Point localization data
__________

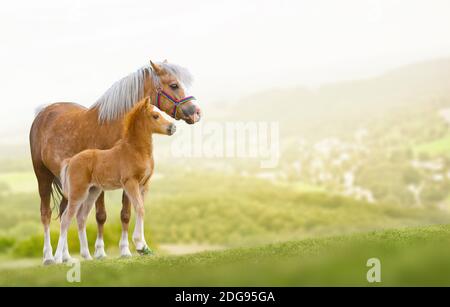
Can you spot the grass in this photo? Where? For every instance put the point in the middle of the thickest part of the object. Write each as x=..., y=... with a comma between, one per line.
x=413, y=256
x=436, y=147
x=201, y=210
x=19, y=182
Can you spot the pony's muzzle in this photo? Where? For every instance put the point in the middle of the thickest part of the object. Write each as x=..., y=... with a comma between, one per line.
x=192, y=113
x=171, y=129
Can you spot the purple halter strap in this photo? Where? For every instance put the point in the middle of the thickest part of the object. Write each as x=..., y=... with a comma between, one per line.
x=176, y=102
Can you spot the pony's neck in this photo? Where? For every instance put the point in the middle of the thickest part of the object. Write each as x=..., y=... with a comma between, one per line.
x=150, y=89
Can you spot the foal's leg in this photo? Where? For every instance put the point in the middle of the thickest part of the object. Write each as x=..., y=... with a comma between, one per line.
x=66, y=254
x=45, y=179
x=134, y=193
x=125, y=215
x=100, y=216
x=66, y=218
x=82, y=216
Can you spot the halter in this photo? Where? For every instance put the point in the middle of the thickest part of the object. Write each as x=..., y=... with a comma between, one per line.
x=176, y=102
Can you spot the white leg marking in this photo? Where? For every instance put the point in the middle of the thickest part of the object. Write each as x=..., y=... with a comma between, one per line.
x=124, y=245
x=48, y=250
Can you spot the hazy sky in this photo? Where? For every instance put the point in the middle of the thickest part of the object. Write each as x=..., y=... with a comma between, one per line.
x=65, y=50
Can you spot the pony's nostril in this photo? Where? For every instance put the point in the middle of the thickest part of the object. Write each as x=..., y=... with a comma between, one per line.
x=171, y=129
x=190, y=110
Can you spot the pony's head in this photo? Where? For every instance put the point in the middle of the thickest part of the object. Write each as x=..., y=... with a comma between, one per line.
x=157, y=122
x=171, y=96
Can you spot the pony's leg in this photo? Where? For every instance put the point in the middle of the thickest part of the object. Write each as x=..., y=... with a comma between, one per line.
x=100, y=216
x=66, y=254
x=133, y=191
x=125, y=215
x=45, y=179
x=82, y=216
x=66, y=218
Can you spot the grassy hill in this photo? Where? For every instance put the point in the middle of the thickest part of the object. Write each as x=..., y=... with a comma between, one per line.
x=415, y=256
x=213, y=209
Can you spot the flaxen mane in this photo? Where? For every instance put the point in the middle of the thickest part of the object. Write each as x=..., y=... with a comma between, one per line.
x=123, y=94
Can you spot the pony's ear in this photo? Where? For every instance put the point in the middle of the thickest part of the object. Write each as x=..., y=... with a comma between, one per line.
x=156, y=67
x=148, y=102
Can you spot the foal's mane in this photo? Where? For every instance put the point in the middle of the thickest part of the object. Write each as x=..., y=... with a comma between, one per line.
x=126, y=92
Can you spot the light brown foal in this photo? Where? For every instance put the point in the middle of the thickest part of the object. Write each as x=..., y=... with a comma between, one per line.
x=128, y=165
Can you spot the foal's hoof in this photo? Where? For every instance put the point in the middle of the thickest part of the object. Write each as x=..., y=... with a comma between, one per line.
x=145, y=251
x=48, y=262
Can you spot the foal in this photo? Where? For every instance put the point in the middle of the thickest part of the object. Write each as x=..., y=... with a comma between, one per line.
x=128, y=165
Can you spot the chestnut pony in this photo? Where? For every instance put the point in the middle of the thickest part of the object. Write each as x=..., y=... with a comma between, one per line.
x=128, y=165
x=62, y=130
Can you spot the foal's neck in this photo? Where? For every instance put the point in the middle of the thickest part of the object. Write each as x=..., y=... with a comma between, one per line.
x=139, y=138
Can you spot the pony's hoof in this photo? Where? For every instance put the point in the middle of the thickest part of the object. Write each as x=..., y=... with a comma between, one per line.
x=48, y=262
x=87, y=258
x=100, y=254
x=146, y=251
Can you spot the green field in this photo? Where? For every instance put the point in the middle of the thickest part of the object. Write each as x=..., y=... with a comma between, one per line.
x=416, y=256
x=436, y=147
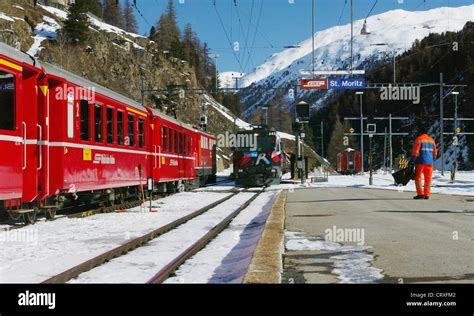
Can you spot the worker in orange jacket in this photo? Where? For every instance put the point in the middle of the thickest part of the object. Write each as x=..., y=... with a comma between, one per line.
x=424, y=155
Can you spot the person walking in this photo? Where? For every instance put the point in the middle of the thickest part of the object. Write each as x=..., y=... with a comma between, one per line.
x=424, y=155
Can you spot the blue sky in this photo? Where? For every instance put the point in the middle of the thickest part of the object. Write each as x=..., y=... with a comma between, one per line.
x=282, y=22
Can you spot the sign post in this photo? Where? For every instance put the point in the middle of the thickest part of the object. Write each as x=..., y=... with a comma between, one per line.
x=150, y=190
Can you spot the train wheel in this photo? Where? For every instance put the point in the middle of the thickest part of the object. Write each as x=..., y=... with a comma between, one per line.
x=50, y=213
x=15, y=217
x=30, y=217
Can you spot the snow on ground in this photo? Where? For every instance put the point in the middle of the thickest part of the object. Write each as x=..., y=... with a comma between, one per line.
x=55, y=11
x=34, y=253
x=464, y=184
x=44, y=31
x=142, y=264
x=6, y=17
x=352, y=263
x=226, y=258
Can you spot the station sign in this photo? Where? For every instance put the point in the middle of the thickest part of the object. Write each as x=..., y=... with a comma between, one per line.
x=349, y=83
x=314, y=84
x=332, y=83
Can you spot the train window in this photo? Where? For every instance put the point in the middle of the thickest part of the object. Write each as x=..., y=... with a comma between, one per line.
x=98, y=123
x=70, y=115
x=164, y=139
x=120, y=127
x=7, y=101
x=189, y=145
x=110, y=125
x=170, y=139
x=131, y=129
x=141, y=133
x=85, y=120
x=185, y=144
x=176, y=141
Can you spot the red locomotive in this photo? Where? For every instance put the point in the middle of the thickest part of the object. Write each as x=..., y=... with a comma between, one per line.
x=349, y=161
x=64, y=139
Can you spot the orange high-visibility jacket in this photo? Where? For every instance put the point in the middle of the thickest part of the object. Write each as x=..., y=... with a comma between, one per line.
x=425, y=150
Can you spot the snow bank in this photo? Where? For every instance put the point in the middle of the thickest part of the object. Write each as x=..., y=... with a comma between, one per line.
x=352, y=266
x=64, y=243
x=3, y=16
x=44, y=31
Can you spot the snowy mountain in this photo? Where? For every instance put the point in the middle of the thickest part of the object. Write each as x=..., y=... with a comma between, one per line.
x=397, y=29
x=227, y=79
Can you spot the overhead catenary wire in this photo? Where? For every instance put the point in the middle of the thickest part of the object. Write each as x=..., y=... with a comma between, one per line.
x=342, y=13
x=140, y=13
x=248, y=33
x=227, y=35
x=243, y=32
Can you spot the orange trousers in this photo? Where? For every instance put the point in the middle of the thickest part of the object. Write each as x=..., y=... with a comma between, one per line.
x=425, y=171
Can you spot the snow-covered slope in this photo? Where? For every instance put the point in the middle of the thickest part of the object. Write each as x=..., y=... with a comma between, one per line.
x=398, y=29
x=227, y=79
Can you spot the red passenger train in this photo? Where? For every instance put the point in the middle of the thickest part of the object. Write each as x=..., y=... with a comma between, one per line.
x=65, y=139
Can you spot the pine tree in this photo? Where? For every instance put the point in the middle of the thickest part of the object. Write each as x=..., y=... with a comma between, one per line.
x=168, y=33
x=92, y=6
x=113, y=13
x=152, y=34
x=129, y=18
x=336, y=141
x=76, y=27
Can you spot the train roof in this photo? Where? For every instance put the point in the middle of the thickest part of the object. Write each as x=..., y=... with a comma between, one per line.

__________

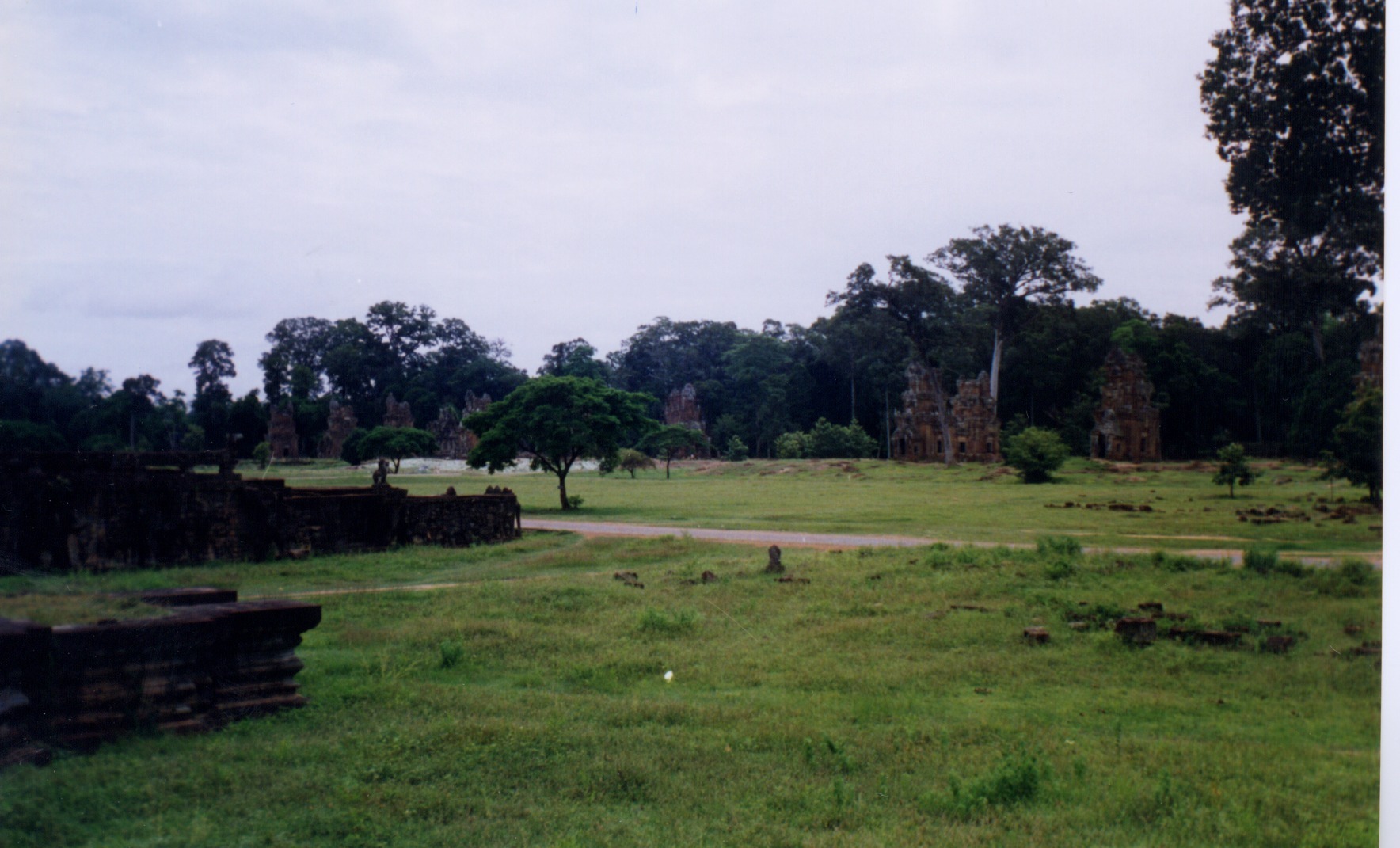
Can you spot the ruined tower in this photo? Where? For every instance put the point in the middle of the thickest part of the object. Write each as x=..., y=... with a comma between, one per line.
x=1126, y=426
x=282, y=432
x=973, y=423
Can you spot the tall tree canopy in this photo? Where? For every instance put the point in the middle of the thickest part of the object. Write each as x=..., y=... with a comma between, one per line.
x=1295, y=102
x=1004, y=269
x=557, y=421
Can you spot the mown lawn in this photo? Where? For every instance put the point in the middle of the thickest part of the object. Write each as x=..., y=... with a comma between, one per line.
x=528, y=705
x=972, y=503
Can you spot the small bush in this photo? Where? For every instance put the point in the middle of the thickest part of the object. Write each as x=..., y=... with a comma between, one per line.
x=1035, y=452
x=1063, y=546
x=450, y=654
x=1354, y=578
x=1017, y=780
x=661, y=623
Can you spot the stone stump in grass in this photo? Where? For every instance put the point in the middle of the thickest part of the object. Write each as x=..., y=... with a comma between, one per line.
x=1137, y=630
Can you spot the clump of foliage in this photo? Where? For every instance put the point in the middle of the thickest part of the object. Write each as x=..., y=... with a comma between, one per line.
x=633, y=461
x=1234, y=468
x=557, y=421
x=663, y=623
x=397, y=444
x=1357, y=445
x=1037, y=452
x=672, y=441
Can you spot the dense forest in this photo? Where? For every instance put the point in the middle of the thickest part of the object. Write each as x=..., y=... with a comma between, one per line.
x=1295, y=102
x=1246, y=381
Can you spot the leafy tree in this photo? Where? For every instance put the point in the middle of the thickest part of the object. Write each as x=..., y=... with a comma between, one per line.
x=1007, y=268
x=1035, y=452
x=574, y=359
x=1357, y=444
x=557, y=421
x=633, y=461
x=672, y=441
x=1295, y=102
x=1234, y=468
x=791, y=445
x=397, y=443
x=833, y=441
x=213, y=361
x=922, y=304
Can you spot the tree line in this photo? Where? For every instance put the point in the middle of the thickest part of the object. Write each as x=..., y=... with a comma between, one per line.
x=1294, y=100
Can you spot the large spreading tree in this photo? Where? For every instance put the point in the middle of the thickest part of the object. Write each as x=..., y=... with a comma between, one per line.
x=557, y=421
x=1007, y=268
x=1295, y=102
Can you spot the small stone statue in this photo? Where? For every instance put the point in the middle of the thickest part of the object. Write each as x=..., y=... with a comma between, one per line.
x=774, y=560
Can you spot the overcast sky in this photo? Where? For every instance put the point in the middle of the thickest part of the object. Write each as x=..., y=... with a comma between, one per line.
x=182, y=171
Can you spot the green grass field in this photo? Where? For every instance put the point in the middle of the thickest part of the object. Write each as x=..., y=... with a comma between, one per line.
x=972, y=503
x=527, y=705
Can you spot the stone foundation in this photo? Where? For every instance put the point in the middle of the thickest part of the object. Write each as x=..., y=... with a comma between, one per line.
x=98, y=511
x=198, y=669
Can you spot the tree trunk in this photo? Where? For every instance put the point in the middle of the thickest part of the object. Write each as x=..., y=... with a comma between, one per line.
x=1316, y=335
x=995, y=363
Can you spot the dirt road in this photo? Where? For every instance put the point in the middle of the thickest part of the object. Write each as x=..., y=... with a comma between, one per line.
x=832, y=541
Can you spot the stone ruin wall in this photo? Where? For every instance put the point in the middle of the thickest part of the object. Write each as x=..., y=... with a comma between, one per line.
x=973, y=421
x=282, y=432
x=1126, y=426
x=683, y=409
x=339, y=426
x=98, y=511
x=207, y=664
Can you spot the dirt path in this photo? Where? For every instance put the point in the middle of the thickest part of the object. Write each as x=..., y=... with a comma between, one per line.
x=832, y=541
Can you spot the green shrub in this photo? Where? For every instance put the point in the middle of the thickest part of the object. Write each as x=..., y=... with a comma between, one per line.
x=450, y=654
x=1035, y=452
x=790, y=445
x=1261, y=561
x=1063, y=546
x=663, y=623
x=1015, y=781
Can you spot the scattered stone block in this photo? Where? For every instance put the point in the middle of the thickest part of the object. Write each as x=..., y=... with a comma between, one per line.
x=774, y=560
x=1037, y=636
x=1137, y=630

__________

Return exactly the lines above from the line that has "Can you spot the snow bank" through the line that has "Can you spot the train roof", inclusive, and nothing else.

Can you spot the snow bank in this photo? Where? For every instance put the point in the middle of the thickest part of the object. Write each as x=..., y=... with a comma between, one per line.
x=352, y=266
x=64, y=243
x=3, y=16
x=44, y=31
Can you spot the snowy mountain in this photo? Where? For every instance put the point in the middle of the thickest part of the object. Write each as x=..., y=... with a comma between, one per line.
x=397, y=29
x=227, y=79
Can you spot the overhead catenary wire in this photo? Where? For every instance put the point in the middle of the thickest part of the object. Write each as x=..., y=... with a comma between, one per line.
x=342, y=13
x=140, y=13
x=248, y=33
x=227, y=35
x=243, y=32
Can you spot the orange trousers in this photo? Where? For every instance put the point in the middle of the thickest part of the object. Write each as x=..., y=... with a comma between, one per line.
x=425, y=171
Can you spot the snow-covered slope in this photo? Where? For every instance put the point in the middle of the thickest part of the object. Write each as x=..., y=... with a comma between, one per line.
x=398, y=29
x=227, y=79
Can you spot the red passenger train in this photo? Where? For every instance put the point in the middle of the thickest part of the object. Write each as x=..., y=... with a comma between, one per line.
x=65, y=139
Can you spot the pine tree in this photo? Where? For every instance put the point in the middle of the thickest part of the object. Write each as x=..., y=... with a comma between, one per line.
x=168, y=33
x=92, y=6
x=113, y=13
x=152, y=34
x=129, y=18
x=336, y=141
x=76, y=27
Can you spot the train roof in this photo? Where? For every instance put the point in the middle of the thickest part of the object. Write each as x=..., y=... with a comma between, one per line.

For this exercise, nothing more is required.